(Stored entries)

━━━━━━━━━━━━━━━━━━━━━━━━━━━━━━

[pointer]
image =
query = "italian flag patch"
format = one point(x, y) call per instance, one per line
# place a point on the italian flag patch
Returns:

━━━━━━━━━━━━━━━━━━━━━━━━━━━━━━

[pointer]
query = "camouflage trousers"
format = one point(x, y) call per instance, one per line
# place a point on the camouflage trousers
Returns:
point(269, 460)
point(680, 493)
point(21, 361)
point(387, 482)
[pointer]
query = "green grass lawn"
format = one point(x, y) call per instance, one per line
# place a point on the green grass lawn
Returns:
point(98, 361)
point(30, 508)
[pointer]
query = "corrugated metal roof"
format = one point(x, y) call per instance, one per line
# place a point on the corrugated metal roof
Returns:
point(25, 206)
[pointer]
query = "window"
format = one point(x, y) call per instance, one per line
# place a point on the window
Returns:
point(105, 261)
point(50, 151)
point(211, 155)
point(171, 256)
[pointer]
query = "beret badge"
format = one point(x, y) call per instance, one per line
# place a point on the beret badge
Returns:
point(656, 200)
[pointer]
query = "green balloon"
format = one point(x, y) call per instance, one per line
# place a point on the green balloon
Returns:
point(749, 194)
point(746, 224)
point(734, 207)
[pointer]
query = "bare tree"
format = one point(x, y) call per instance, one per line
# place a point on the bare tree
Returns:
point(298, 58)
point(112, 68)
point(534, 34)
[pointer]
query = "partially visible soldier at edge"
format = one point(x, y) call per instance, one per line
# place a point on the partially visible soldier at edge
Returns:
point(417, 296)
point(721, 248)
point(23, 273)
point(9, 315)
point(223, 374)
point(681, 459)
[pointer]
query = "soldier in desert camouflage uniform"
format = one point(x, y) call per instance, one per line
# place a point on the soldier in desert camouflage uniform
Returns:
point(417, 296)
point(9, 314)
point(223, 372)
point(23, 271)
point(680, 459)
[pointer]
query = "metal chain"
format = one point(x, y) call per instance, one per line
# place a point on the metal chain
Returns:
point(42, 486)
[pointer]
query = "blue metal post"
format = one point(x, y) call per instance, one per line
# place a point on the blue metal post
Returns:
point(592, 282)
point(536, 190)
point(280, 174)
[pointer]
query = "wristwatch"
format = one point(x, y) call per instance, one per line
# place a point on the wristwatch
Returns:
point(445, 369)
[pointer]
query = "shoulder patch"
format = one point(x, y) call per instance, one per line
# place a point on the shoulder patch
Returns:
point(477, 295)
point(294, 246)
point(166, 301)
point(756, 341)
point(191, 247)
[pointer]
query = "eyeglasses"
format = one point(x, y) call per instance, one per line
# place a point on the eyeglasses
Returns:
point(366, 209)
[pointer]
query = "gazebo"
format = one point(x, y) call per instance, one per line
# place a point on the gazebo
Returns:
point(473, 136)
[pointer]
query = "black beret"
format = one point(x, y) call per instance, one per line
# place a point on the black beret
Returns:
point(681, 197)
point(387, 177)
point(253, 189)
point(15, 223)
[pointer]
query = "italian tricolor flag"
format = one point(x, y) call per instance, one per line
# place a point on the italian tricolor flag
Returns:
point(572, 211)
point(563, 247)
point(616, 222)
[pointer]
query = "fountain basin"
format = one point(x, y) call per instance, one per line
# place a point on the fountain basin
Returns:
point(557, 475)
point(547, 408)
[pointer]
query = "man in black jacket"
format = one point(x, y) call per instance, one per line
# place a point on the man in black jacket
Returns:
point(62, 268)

━━━━━━━━━━━━━━━━━━━━━━━━━━━━━━

» What you will do: Show every line of the items that contains the string "shoulder". Case counts.

» Exercise answer:
query = "shoulder patch"
# place a point on the shoulder patch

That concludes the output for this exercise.